Dataset records:
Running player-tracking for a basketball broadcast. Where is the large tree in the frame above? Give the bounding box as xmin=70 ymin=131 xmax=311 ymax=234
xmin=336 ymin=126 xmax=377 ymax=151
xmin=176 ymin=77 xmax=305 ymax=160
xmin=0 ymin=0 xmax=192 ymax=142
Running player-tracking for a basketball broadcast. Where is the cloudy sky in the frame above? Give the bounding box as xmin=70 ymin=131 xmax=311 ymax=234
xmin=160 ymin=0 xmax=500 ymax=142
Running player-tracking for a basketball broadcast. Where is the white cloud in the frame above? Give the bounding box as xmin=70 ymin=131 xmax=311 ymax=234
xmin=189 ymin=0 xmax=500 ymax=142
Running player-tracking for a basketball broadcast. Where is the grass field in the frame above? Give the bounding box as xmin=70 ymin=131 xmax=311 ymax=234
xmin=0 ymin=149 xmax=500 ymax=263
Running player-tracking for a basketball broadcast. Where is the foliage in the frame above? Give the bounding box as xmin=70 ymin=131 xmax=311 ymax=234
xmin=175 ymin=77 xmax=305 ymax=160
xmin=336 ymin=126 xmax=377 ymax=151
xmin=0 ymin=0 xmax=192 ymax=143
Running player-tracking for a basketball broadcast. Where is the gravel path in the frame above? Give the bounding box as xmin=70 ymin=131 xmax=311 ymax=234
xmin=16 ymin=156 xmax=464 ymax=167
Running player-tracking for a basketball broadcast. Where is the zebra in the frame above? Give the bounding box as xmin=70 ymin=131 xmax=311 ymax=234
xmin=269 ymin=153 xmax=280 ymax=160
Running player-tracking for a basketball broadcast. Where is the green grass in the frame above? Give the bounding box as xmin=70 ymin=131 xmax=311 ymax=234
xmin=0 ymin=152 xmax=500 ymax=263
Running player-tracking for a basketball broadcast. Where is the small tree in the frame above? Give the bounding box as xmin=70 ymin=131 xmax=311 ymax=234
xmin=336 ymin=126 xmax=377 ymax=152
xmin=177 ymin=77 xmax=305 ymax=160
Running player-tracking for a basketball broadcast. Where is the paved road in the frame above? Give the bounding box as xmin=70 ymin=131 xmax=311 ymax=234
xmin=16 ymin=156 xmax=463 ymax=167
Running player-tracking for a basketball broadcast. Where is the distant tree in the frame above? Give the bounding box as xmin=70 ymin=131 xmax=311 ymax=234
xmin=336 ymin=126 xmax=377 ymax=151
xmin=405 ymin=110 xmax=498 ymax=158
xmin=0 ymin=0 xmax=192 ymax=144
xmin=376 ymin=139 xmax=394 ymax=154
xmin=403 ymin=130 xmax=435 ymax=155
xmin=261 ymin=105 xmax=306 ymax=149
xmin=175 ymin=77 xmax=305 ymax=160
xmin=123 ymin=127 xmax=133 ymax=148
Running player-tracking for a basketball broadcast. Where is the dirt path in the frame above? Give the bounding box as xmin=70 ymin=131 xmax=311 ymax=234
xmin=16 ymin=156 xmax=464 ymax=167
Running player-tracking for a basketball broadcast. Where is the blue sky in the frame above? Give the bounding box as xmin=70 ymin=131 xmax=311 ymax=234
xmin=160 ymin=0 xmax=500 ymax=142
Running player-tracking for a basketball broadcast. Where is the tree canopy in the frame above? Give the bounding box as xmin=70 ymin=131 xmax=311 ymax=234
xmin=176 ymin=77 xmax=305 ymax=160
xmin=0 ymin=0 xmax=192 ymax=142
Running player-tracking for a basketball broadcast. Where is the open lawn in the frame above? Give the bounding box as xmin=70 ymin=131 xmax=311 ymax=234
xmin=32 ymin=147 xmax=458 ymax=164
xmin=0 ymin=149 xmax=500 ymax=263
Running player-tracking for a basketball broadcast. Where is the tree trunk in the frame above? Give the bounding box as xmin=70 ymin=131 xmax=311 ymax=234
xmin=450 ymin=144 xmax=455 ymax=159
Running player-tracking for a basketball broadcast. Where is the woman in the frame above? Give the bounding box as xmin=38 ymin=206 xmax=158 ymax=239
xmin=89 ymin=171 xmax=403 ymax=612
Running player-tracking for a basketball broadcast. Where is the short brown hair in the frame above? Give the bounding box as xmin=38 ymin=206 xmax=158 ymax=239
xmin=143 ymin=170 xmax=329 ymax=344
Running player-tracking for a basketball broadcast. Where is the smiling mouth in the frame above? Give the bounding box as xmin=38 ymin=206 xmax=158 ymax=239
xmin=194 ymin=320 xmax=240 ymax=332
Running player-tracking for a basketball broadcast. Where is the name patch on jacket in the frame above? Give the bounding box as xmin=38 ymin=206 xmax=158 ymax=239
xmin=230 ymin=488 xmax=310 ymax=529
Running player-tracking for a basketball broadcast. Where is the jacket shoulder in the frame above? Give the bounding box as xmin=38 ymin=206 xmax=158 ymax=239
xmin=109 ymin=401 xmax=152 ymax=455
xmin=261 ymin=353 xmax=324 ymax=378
==
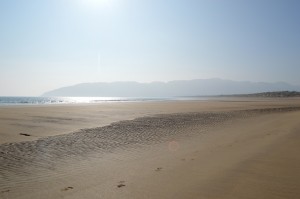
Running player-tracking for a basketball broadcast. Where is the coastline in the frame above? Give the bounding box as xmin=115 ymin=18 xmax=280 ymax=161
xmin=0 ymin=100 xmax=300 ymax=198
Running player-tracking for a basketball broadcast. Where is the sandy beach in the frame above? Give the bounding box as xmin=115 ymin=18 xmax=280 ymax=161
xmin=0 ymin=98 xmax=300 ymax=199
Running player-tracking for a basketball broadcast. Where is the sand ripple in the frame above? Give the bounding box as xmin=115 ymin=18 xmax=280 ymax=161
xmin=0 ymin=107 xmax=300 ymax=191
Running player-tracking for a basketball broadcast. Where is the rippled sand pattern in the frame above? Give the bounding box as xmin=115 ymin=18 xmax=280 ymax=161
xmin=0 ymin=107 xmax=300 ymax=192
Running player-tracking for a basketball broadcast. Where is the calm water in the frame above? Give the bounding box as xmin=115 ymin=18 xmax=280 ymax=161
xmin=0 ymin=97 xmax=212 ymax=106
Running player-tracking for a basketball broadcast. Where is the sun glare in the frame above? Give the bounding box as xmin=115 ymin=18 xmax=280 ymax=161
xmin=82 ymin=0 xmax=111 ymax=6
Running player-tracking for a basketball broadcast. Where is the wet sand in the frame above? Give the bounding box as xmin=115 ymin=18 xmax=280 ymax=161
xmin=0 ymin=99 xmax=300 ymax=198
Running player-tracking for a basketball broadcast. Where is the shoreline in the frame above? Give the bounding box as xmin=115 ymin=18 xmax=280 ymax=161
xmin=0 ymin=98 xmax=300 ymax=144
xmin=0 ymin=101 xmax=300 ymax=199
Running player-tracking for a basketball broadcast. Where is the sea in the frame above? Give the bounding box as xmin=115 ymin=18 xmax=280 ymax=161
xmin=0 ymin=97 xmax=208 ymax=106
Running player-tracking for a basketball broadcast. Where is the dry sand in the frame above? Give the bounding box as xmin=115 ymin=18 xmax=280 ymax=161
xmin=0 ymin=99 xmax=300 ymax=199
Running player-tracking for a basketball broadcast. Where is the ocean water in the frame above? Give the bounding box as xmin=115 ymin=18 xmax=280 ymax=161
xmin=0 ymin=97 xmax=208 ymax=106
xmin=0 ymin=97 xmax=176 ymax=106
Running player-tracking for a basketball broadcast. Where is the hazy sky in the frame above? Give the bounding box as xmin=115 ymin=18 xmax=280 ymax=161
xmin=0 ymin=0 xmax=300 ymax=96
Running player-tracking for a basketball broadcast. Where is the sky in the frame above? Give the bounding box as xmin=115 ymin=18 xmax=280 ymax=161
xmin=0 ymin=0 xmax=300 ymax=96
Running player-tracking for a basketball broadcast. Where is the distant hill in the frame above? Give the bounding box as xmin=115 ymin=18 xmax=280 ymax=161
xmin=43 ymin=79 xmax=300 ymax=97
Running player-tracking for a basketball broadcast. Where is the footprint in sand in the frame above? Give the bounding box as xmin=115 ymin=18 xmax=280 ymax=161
---
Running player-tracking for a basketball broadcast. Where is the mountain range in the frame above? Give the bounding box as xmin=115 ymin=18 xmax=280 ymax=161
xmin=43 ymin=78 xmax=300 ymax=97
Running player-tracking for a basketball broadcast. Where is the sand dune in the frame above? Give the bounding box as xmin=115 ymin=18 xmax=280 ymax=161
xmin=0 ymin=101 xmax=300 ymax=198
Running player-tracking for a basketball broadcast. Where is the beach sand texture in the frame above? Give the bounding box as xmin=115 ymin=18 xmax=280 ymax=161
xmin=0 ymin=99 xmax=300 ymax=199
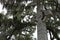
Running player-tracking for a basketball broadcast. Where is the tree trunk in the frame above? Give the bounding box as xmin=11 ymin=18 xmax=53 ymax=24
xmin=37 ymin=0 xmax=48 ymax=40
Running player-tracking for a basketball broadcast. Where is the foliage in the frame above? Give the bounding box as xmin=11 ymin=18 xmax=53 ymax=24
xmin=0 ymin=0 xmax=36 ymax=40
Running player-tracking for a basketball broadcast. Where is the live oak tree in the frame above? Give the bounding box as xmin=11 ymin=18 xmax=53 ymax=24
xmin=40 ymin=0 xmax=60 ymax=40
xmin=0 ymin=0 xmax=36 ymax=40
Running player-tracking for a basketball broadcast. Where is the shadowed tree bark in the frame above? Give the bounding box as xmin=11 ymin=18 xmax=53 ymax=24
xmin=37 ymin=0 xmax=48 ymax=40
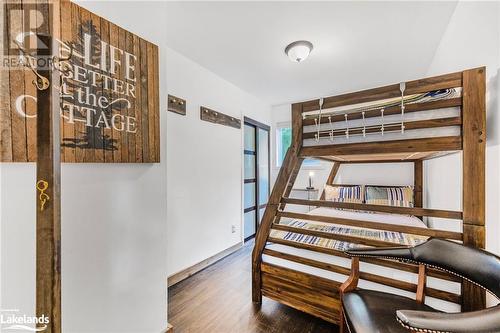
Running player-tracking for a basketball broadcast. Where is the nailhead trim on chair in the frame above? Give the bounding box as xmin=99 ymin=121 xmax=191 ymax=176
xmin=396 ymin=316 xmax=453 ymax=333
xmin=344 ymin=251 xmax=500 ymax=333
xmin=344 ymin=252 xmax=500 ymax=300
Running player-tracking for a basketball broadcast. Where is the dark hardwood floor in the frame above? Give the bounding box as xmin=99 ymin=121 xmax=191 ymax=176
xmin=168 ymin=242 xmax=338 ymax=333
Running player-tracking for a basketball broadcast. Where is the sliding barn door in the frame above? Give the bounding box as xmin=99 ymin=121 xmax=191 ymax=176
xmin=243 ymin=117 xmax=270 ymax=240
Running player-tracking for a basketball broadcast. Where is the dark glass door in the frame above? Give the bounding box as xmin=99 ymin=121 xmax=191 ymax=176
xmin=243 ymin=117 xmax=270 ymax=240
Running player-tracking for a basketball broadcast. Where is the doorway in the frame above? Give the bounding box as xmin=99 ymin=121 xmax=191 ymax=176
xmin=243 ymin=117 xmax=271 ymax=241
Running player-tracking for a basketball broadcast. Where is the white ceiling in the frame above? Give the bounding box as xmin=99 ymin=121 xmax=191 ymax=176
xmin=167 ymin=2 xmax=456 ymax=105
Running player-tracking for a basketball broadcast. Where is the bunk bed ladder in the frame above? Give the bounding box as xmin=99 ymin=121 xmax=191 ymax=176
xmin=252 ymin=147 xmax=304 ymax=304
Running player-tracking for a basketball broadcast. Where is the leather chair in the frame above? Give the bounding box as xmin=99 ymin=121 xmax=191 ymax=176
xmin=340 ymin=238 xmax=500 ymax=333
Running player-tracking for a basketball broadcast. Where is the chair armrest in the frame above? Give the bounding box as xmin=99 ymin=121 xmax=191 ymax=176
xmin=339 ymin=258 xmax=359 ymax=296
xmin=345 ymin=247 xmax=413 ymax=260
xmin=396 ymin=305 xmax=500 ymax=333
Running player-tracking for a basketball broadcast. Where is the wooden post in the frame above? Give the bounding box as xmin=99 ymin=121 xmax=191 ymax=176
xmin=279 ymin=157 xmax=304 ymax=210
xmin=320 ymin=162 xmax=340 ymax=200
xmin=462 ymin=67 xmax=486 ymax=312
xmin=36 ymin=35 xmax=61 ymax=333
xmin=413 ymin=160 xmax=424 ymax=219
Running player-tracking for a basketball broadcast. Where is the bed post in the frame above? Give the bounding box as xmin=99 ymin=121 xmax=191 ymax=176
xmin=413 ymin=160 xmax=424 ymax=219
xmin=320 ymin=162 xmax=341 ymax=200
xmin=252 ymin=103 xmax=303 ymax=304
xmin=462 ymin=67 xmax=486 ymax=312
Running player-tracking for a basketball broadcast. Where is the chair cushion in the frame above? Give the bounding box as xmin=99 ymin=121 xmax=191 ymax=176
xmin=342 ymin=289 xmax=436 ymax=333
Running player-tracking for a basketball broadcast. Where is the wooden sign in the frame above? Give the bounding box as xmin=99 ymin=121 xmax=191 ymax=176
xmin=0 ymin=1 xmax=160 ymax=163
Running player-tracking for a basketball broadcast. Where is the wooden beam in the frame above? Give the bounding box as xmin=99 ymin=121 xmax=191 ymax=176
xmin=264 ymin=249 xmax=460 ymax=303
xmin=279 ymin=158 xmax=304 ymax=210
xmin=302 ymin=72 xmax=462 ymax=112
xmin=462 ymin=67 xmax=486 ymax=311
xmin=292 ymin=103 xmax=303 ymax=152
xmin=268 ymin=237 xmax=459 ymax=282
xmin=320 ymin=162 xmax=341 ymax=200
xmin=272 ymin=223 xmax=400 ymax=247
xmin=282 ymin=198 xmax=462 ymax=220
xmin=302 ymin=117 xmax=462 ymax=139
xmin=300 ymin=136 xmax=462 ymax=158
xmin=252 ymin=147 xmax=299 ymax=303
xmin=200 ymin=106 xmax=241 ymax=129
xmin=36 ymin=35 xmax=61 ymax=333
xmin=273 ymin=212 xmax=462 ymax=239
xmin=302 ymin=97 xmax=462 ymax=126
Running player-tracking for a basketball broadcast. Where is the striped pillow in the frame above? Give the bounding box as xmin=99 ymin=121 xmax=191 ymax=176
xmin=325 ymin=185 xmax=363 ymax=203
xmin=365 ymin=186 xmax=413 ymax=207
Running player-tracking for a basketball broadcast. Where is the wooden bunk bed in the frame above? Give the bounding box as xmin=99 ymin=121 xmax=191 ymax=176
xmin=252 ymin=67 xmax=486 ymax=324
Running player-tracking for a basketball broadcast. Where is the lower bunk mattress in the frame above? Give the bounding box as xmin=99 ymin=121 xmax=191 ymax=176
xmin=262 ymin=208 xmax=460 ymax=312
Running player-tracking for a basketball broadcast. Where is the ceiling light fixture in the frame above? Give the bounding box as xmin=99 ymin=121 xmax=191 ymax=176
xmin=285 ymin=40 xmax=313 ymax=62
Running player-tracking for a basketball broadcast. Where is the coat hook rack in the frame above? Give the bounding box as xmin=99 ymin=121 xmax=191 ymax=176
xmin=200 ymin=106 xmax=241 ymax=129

- _STATED GOAL_
Report every line of the data above that contains the string "footprint", and treat uppercase and lowercase letters as distinct.

- _FULL SOLUTION_
Running player-tracking for a basketball broadcast. Where is the footprint in sand in the frame above? Give the bounding box as xmin=115 ymin=18 xmax=280 ymax=161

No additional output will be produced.